- DATA IN THIS EXERCISE -
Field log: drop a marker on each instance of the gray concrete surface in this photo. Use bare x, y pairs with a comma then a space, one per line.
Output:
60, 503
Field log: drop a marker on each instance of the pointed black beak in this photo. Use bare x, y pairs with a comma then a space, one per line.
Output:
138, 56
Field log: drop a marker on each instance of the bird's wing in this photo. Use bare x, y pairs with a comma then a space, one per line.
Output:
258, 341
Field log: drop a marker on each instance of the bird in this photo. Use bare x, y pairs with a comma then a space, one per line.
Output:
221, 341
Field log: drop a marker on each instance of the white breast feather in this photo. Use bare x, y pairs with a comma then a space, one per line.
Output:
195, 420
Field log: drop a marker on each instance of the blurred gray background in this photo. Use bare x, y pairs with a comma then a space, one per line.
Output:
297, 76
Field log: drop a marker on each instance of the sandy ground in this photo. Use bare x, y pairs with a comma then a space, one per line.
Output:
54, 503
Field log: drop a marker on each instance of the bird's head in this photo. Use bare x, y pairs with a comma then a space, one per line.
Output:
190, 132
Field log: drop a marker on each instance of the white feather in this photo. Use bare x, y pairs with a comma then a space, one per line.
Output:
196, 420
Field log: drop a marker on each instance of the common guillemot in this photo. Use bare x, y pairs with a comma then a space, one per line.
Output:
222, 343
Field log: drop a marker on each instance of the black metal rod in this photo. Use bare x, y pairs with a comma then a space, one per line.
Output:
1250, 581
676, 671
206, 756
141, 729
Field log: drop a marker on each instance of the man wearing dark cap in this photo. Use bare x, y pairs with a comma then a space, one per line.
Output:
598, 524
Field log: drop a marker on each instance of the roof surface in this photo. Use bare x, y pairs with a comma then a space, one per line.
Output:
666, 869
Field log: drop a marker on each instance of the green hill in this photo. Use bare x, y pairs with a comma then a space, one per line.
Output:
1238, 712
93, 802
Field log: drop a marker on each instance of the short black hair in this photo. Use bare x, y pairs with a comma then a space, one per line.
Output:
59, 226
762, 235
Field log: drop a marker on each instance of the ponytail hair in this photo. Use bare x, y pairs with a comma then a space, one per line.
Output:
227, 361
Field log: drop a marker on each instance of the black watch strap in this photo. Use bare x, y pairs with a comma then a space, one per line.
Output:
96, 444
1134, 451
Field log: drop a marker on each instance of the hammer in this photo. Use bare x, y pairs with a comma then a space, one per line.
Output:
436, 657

- DESCRIPTION OF THE TASK -
Only the lines from the one that contains "the bird's head" through the last line should be repeated, each exactly as it stands, with both ends included.

- EXERCISE ANSWER -
Field log: drop a marker on each instance of the bird's head in this photo. Use bare x, y pairs with a comma then a space, one per line.
Output:
190, 132
Field log: drop a marker on each instance of the white feather in this photo. Use bare x, y pairs with a comma then a space, one per line.
Output:
196, 420
Field log: drop a marker on each instance of the common guillemot in this photo. Use bare x, y pairs with a comma then a space, one per line.
Output:
222, 343
Field log: drop a marker on each instance of the black metal rod in this photo. Use bare x, y pairs with a comma then a space, one per line.
Output:
1250, 581
676, 671
206, 756
141, 729
Field log: drop a marker on each instance of the man wearing dark cap in this photo. Use bare x, y pairs with a comma then a space, one per line.
Output:
598, 524
Field log: drop a marker on each instance of the roof surface in this photo. Use bare x, y pairs with a comma then a space, one per line.
Output:
666, 869
Field log: drop a marker on each instance of the green hill in this photo. Use bare x, y pairs with a comma then a space, one per line.
Output:
1238, 712
93, 802
Field log: drop a marker on each instance of the short black hair in this photo. Use bare x, y pairs with a comma then a space, one per line.
Output:
59, 226
762, 235
Field log: drop a marker on each instance of the ponytail hair in this photo. Use bare x, y pairs with a comma then a space, one per line.
Output:
227, 361
Field log: drop a marker on each instance of the black watch strap in this photo. Use bare x, y pairs with a comma then a space, one per line.
Output:
96, 444
1134, 451
Field log: drop a marker on each instance of the hammer in this photo. Use bare x, y pairs with a comma then a space, one per line.
Output:
436, 657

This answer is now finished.